- **Stated exercise A**: Copy out the Packer golden image post from "In part 1 of" down to "that whenever you need a new VM.", replacing "Docker Enterprise" with "Docker EE" each time it appears.
- **Stated exercise B**: Keep writing the Packer golden image post, picking up right after its last sentence.

- **Passage shown**:
● ● ● ● ●

Deep Dive: Using Packer and Ansible to create a golden VMware image for Docker Enterprise - part 1

Background

In part 1 of my series on Declarative Docker Enterprise, I describe how we used Packer to create a golden image for the VMs that will later make up our Docker Enterprise cluster. This post will detail how that is done.

Note: I will use the terms “Golden Image” and “VM template” interchangeably throughout this post.

The problem

In order to spin up VMs for a Docker cluster, you can either:

• boot and install each of them individually, with the very likely risk of making manual mistakes along the way, or
• create a VM template first, then clone that whenever you need a new VM.

Obviously, if you go and spin up and provision each VM individually, there are several drawbacks:

• The risk of package versions being different between the VMs
• The risk of manual mistakes along the way, selecting wrong packages or installer options
• Wasting precious time on repetitive tasks

If, on the other hand, you create a single VM template that contains all the packages you need, you only need to clone that template whenever you need a new VM.¹

Assuming you regularly create an upgraded golden image, all you need to do to upgrade your cluster is to replace each VM with a new one cloned from an upgraded VM template. As it turns out, this requires some amount of automation work, but yields the benefits of avoiding the drawbacks listed above, and more.

Creating the VM template

Packer’s involvement in our pipeline consists of two phases:

1. Create a plain Ubuntu 16.04 installation
2. Build on top of the first phase to add Docker related packages and configuration

The reason for splitting the process of creating the VM template that will be used to create or upgrade the cluster is to shorten iteration times when making changes to phase 2. More than likely, when you first work on defining what packages go into your Docker VM template, you’ll figure out you’ll need a few more, and having to run that Ubuntu installer every time is really not worth it.

● ● ● ● ●

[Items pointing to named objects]

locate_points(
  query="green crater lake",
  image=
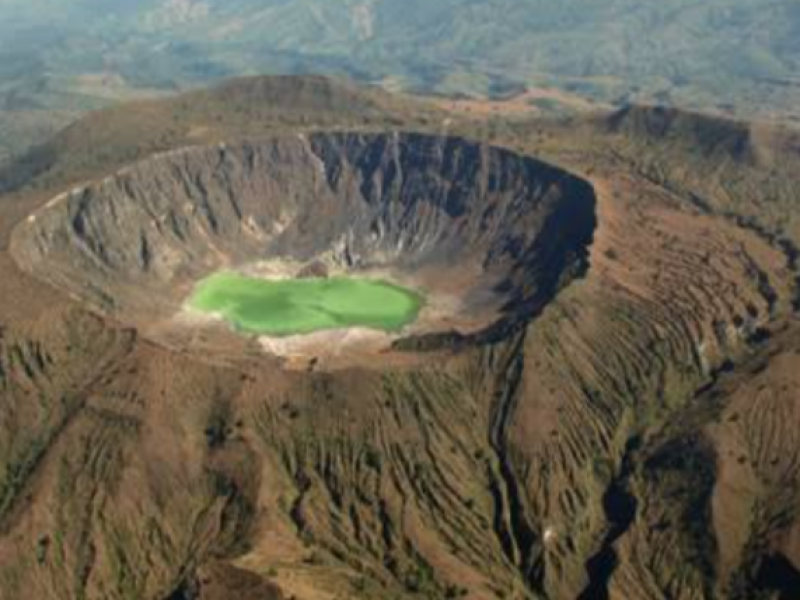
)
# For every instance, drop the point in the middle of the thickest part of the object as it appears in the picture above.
(302, 306)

● ● ● ● ●

- **Exercise result A**:
In part 1 of my series on Declarative Docker EE, I describe how we used Packer to create a golden image for the VMs that will later make up our Docker EE cluster. This post will detail how that is done.

Note: I will use the terms “Golden Image” and “VM template” interchangeably throughout this post.

The problem

In order to spin up VMs for a Docker cluster, you can either:

• boot and install each of them individually, with the very likely risk of making manual mistakes along the way, or
• create a VM template first, then clone that whenever you need a new VM.

- **Exercise result B**:
Packer comes with a VMware plugin, but using it requires running it on a host with VMware Fusion for OS X, VMware Workstation for Linux and Windows, or VMware Player on Linux. We’d rather use the vSphere API, and it turns out JetBrains have created a Packer plugin for vSphere that supports both creating a new VM from an ISO, and cloning and provisioning a VM and provisioning it using e.g. Ansible.

Creating the base VM template

Using the vsphere-iso value for the type option in the Packer config allows you to point to an ISO file stored in your vCenter and create a VM with that ISO mounted in the virtual optical drive of the VM. Now, you’re likely to want to automate that install, and for that you can use a Kickstart script to answer the Ubuntu installer’s questions. Using a Kickstart script will also allow you to install a few generic packages that are not specific to Docker, but can help in troubleshooting the VM template itself until you get it right.

Providing the ISO

To boot a VM from an ISO file, you must first upload it to a datastore in your vCenter cluster. We’ve opted for hand-crafting the ISO due to rigid networking requirements, and as such point to a static location in our config.

We try and strive for having as few static/hardcoded/one-off components in our pipeline, and as such, another option would be to compose the ISO file from a stock Ubuntu netboot installer image and adding in any relevant customizations as part of our pipeline. In order to get that ISO file uploaded, we could use the tool govc (maintained by VMware in the govmomi repo) and its datastore.upload command once we’ve crafted your ISO file. That would certainly make upgrading major Ubuntu releases easier.

The config for pointing to an ISO file is as follows, assuming you parameterize the location in the ISO_DATASTORE and ISO_PATH environment variables:

{
  "builders": [
    {
      ...
      "iso_paths": [
        "[{{ user `iso_datastore` }}] {{ user `iso_path` }}"
      ]
      ...
    }
  ],
  "variables": {
    ...
    "iso_datastore": "{{ env `ISO_DATASTORE` }}",
    "iso_path": "{{ env `ISO_PATH` }}",
    ...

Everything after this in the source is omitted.